(Natural-language object grounding data)
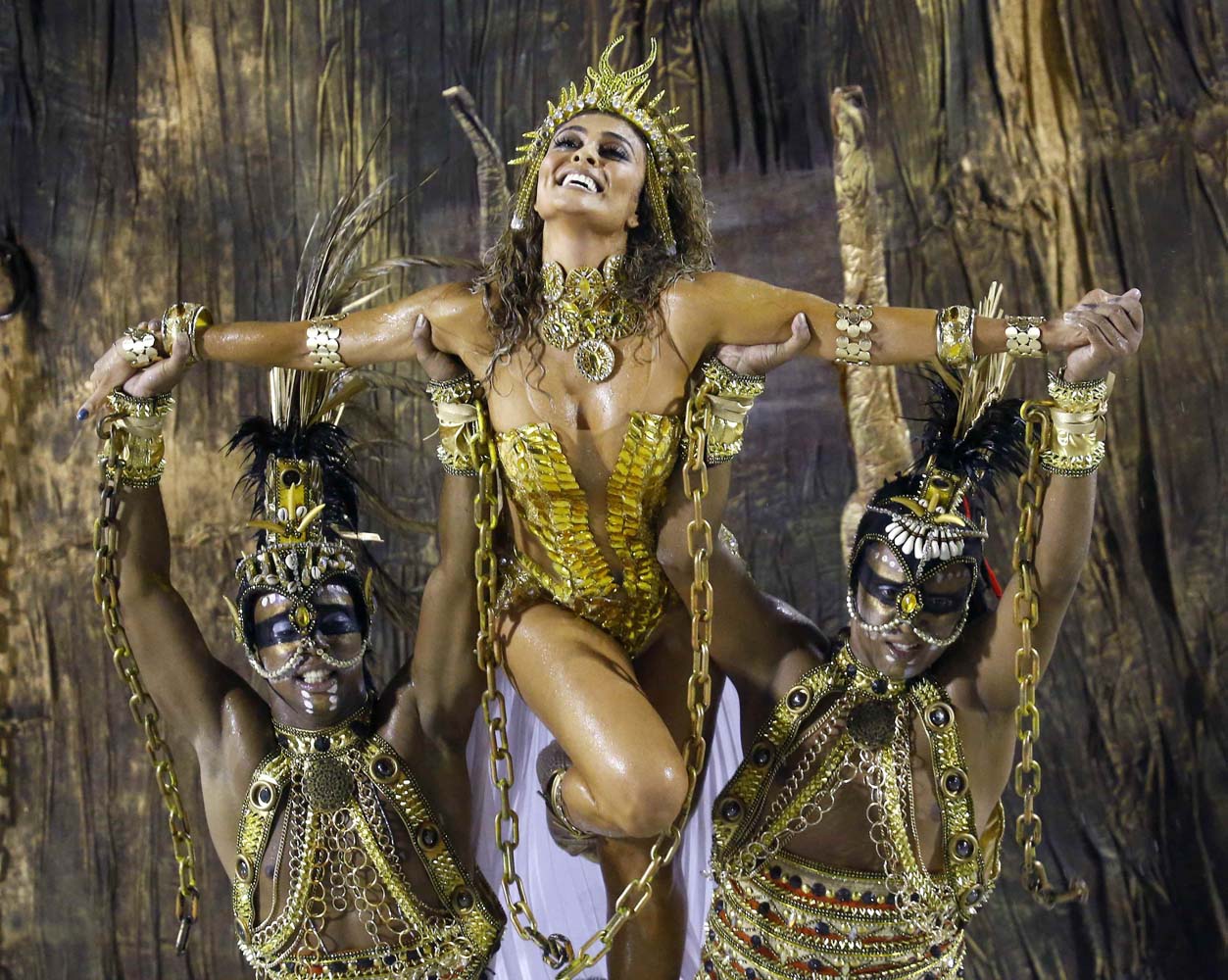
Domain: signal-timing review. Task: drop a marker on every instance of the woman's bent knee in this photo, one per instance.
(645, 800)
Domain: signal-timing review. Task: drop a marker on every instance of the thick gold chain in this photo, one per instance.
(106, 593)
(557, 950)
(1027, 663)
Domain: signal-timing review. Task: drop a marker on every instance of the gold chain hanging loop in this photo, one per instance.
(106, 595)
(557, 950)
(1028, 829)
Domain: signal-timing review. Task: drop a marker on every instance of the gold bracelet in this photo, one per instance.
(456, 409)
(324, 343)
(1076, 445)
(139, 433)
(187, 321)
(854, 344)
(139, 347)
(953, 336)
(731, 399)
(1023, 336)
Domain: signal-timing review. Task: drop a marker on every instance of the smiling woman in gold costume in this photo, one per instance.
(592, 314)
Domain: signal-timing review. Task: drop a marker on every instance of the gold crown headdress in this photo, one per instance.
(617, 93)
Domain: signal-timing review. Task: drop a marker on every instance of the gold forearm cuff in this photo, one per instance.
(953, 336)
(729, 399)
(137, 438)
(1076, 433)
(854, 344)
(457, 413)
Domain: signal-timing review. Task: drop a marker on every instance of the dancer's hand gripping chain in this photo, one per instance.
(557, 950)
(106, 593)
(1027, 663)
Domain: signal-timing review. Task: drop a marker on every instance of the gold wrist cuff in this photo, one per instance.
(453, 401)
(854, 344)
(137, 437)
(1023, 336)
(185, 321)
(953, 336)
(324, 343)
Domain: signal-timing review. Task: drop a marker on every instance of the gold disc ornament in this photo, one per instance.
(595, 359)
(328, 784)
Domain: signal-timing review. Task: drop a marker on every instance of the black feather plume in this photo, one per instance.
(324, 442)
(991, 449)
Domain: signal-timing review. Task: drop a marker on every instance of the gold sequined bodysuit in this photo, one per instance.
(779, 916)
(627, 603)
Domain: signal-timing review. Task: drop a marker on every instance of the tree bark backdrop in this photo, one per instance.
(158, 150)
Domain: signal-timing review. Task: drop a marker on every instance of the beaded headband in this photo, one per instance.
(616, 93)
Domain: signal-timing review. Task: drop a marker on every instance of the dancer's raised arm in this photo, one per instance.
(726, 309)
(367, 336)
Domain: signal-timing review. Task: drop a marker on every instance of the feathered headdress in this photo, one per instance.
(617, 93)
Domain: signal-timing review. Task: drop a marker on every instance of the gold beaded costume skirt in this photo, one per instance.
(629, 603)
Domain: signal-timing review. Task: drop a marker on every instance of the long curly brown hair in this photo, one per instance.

**Your task**
Exact copy, no pictures: reproduce every entry shown above.

**Solution to the exercise**
Domain: signal-timing review. Task: drop a marker on every instance of the woman's bent knee in this photo, one per instance.
(645, 800)
Domain: signal-timing review. Task: drop a marker on every instance of the thick gold chain in this photo, one per instance.
(106, 593)
(557, 950)
(1027, 663)
Domain: signal-timing review. Task: drop a marker on every instance of the gold chain hanging loop in this photo, one per instance.
(106, 595)
(557, 950)
(1028, 829)
Domain: signal-timing review. Task: drop a marker on every instance of the gold bracelet in this photo, one per instance.
(456, 409)
(324, 343)
(1076, 445)
(139, 433)
(187, 321)
(854, 344)
(139, 347)
(953, 336)
(731, 399)
(1023, 336)
Domain: signal-timing review. Task: drop a marker on every instance of the smiling woman in gold costume in this photo, one per instance.
(592, 314)
Domain: signal-timing review. Task: drop a marker on every instance of the gold crown headdress in this photo, one per instance.
(617, 93)
Domain: signal-timing review. Task: drop a marker on every instance of the gold forearm cuff in this photo, one per instance.
(953, 336)
(729, 399)
(137, 438)
(1076, 433)
(854, 344)
(457, 413)
Domain: signal-timing review. Task: drop a marker on every instance of the dancer's hand gripping chain in this photo, one per instance.
(557, 950)
(106, 593)
(1027, 663)
Domain: signal-timing review. Task: drop a marker on every instance of the gold wrist cuff in this photo, one per instance.
(453, 401)
(854, 344)
(137, 437)
(1023, 336)
(185, 321)
(953, 336)
(324, 343)
Domain: signal-timing review. Task: drop a marker on every instance of the gold disc ornament in this photo, one per instance.
(595, 359)
(328, 784)
Domain: signal-timing review. Task: drop a marker on every instance of the black feather plume in this photo, one per instance.
(324, 442)
(991, 449)
Domain: signal-timing review. Task: drop a marker on every instance of the gold sequined bodysuit in this photo, one per instance.
(779, 916)
(627, 603)
Domain: signal-timing review. Task: drop a marker on every instance of the tree bark backdrop in this photo, one per instance.
(158, 150)
Domain: signal-timing review. Task: drop a marker on every instance of the beaded headband in this photo, one per instance.
(616, 93)
Domain: signal-timing review. Task: drop a marker on every instance of the dancer's raised arm in this photo, one per instance.
(726, 309)
(367, 336)
Domain: signal-timing review. Task: drop a marker on every instance of the feathered headdress in this photo, one per instance.
(617, 93)
Domain: signal-timing review. Task: drop a marker on every instance of the gold beaded costume skirt in this photo, one per instance.
(629, 603)
Domain: signal-timing review. Task: drop a marker on every instance of the long curly brown hair in this photo, one per instance.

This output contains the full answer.